Exercise
Images excepted, the data below must be repeated exactly.

[[ Material shown open ]]

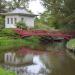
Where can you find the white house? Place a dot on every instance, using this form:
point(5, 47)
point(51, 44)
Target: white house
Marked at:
point(19, 14)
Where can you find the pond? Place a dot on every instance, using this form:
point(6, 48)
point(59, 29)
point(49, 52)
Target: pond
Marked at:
point(53, 63)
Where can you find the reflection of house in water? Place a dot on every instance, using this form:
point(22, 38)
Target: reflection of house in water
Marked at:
point(15, 64)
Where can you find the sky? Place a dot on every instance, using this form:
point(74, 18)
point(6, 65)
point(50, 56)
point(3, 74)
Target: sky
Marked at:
point(36, 7)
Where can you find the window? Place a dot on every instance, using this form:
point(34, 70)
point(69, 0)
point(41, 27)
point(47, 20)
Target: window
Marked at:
point(22, 19)
point(15, 20)
point(7, 20)
point(11, 20)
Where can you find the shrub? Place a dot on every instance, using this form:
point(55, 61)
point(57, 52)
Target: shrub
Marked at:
point(8, 32)
point(21, 25)
point(5, 72)
point(71, 44)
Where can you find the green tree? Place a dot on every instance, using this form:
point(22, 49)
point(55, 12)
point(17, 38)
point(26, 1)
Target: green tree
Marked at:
point(2, 6)
point(17, 3)
point(62, 13)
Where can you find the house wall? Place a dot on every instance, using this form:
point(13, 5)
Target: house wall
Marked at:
point(11, 25)
point(28, 20)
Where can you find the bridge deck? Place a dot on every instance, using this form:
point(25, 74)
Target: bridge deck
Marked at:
point(24, 33)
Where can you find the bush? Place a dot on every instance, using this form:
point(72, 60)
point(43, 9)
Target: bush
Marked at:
point(5, 72)
point(21, 25)
point(71, 44)
point(8, 32)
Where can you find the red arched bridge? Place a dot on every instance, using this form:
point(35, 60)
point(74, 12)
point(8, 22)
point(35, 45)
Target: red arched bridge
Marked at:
point(25, 33)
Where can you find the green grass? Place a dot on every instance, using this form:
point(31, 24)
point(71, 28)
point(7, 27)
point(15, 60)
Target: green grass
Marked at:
point(71, 44)
point(5, 72)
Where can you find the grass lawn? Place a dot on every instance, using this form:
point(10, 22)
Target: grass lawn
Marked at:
point(71, 44)
point(5, 72)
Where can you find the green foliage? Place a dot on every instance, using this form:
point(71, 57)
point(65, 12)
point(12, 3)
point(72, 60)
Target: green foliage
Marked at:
point(61, 14)
point(17, 3)
point(2, 6)
point(5, 72)
point(71, 44)
point(21, 25)
point(7, 43)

[[ Material shown closed ]]

Written response
Where can you find the white house? Place a dot on every instance, using this form:
point(5, 47)
point(51, 44)
Target: white house
Marked at:
point(19, 14)
Where can you find the pond? Place a dot on every instance, using this form:
point(6, 48)
point(59, 29)
point(49, 52)
Target: pond
Marked at:
point(53, 63)
Where can you find the reflection of house in water? Place a dot on every instance, using this form:
point(22, 38)
Target: reflection of house in water
Marked at:
point(15, 64)
Where can you find the sky? Place a dot on every instance, using this form:
point(74, 18)
point(6, 65)
point(50, 56)
point(3, 74)
Target: sky
Marked at:
point(36, 7)
Where can you find the window? Place a dot on every instance, using this form:
point(34, 70)
point(69, 0)
point(41, 27)
point(47, 20)
Target: window
Marked at:
point(22, 19)
point(15, 20)
point(7, 20)
point(11, 20)
Where can you find the shrub? Place a dot on every instance, using this form:
point(55, 61)
point(57, 52)
Target: shrub
Marked at:
point(8, 32)
point(21, 25)
point(5, 72)
point(71, 44)
Where can you find the green tree? Place a dot on every instance, using this form:
point(22, 49)
point(55, 12)
point(17, 38)
point(26, 1)
Target: green tree
Marked at:
point(2, 6)
point(17, 3)
point(62, 13)
Where can you find the house wall? Place a dot on every instance, using this form:
point(13, 5)
Target: house wall
Marked at:
point(11, 25)
point(28, 20)
Where can you find the bridge deck? Place a dot on every instance, using this form:
point(25, 74)
Target: bridge deck
Marked at:
point(24, 33)
Where can you find the bush? Place a dot on every instance, using this form:
point(72, 60)
point(43, 9)
Target: bush
Marked at:
point(5, 72)
point(21, 25)
point(71, 44)
point(8, 32)
Where can you find the red arched bridge? Place a dot on every instance, using this form:
point(35, 60)
point(74, 12)
point(8, 22)
point(35, 45)
Target: red arched bridge
Marked at:
point(25, 33)
Where can you find the green grass? Place a dot on every instance, using this form:
point(31, 24)
point(71, 28)
point(7, 27)
point(15, 60)
Target: green grass
Marked at:
point(71, 44)
point(5, 72)
Where can you find the grass lawn? Place a dot on every instance, using this form:
point(10, 22)
Target: grass lawn
Marked at:
point(71, 44)
point(5, 72)
Where can you find the green foliage? Place a dot on every instance, using this form:
point(71, 57)
point(65, 12)
point(12, 3)
point(72, 60)
Target: green foliage
Marked at:
point(61, 14)
point(17, 3)
point(2, 6)
point(5, 72)
point(71, 44)
point(21, 25)
point(7, 43)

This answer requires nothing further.